**Okunacak metin**.
----------
AKP hükümetinin kürtaj hakkımızı yasal olarak almaya gücü yetmedi. Yasaya dokunamadı ancak bu süreçte fiili yasaklara ve engellemelere devam etti! 2012 yılından önce kadınların kürtaj yaptırabildiği hastane sayısı iyice azalmıştı. 2012 sonrasında ise AKP hükümeti adım adım kadınların kürtaj yaptırmaları için alanı daraltmaya çalıştı. Önce ikna odaları kurmayı planladı. Sonra buna bile gerek duymadan kürtajın yasaklandığını duyurdu. Gebelik fişlemesiyle kadınların gözünü korkutmaya çalıştı. 01.05.2013 tarihinde çıkardığı sağlık uygulama tebliğinde ise kürtaj –tıbbi tahliye hanesi tamamen çıkarılmıştı. Kürtaj ödemesi yapılacak bir sağlık hizmeti olmaktan çıkarılmıştı. Bu durum kürtaj yaptıran sınırlı sayıda hastanenin de devreden çıkmasını hızlandırdı. Hastane idareleri de bu durumu ‘kürtaj yasak’ diye duyurmaya başladılar.
Kürtajın gizlice yasaklandığı bilgisi kamuoyunda yaygınlaşınca kadınların tepkisinden çekinen AKP hükümeti kürtajı tekrar ücretsiz sağlık kapsamına aldı. Sağlık Bakanlığı iki gün önce “tıbbi bir hizmet bile değil” dediği kürtajı hemen ertesinde, Sağlık Uygulama Tebliği’ne (SUT) eklemek zorunda kaldı.
----------
**Gösterilen malzeme**.
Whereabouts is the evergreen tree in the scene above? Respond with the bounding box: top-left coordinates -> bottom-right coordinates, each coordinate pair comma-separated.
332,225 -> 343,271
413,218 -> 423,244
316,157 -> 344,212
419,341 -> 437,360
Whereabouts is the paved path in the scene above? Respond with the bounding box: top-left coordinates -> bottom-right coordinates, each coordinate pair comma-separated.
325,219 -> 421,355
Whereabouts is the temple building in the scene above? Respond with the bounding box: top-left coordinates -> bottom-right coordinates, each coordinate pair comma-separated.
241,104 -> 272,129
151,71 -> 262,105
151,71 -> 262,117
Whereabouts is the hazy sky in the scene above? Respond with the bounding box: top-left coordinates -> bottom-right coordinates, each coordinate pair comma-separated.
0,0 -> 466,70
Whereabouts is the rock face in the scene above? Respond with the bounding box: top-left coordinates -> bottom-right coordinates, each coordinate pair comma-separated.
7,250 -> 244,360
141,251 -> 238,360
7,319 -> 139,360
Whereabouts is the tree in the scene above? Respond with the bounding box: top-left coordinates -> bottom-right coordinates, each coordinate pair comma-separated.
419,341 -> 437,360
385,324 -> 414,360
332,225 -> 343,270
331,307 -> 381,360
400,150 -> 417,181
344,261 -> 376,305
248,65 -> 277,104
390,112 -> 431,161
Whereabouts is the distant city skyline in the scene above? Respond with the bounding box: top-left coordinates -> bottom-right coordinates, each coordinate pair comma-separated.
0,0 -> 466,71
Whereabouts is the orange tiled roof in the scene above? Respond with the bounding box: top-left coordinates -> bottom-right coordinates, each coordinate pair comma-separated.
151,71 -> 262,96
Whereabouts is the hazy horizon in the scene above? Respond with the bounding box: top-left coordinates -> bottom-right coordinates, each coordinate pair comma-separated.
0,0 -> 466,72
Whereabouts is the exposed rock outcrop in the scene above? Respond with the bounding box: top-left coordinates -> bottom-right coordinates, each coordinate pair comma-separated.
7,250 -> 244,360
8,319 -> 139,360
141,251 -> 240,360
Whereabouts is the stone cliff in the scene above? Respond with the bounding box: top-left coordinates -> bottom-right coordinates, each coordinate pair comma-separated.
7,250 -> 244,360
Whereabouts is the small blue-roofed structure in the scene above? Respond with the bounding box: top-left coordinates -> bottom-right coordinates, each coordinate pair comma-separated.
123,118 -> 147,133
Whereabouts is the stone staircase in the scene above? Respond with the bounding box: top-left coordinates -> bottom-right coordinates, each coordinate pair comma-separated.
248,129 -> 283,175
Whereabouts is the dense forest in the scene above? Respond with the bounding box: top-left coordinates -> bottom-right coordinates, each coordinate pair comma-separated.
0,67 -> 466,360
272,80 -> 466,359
----------
**Verilen görev 1**.
Kürtaj hakkıyla ilgili metne göre AKP hükümeti 2012 sonrasında kürtaj alanını daraltmak için hangi adımları attı? Hepsini sıralayın.
**Verilen görev 2**.
Kürtaj hakkıyla ilgili metinde "Kürtajın gizlice yasaklandığı" diye başlayan paragrafı, ana bilgileri koruyarak tek cümleyle kısaltın.
**Verilen görev 3**.
Kürtaj hakkıyla ilgili metni kaldığı yerden devam ettirin.
Kayıtların bu işle hiçbir ilgisi yoktur.

**Yanıt 1**.
- İkna odaları kurmayı planladı.
- Kürtajın yasaklandığını duyurdu.
- Gebelik fişlemesiyle kadınların gözünü korkutmaya çalıştı.
- 01.05.2013 tarihli sağlık uygulama tebliğinden kürtaj–tıbbi tahliye hanesini tamamen çıkardı.

**Yanıt 2**.
Kürtajın gizlice yasaklandığı duyulunca kadınların tepkisinden çekinen AKP hükümeti kürtajı yeniden ücretsiz sağlık kapsamına aldı ve Sağlık Bakanlığı, iki gün önce "tıbbi bir hizmet bile değil" dediği kürtajı hemen ertesi gün Sağlık Uygulama Tebliği'ne eklemek zorunda kaldı.

**Yanıt 3**.
Soruyoruz, yapılmayan kürtajın parasını ödemek ne demek?
Kürtaj hizmeti veren devlet hastanesi kalmadığına göre ücretsiz kürtaj hakkı bir yalandan ibaret değil de nedir?
Bizi kandıramazsınız! Hemen hemen hiçbir hastanede kürtaj yapılmazken, kadınlar hastane kapısından geri döndürülürken kürtaj hakkımızı nasıl kullanacağız?
Üniversite hastaneleri ve özel hastanelerde kürtaj yaptırmak isteyen kadınların ödemesi gereken 382 TL bir asgari ücretin yarısı demek. Özel hastanelerin hastalara faturaladığı ek kalemleri de sayarsak, bu paran varsa kürtaj olabilirsin demek değil de nedir?
Parası olmayan için yine merdiven altı kürtajın yolu açılmış olmayacak mı?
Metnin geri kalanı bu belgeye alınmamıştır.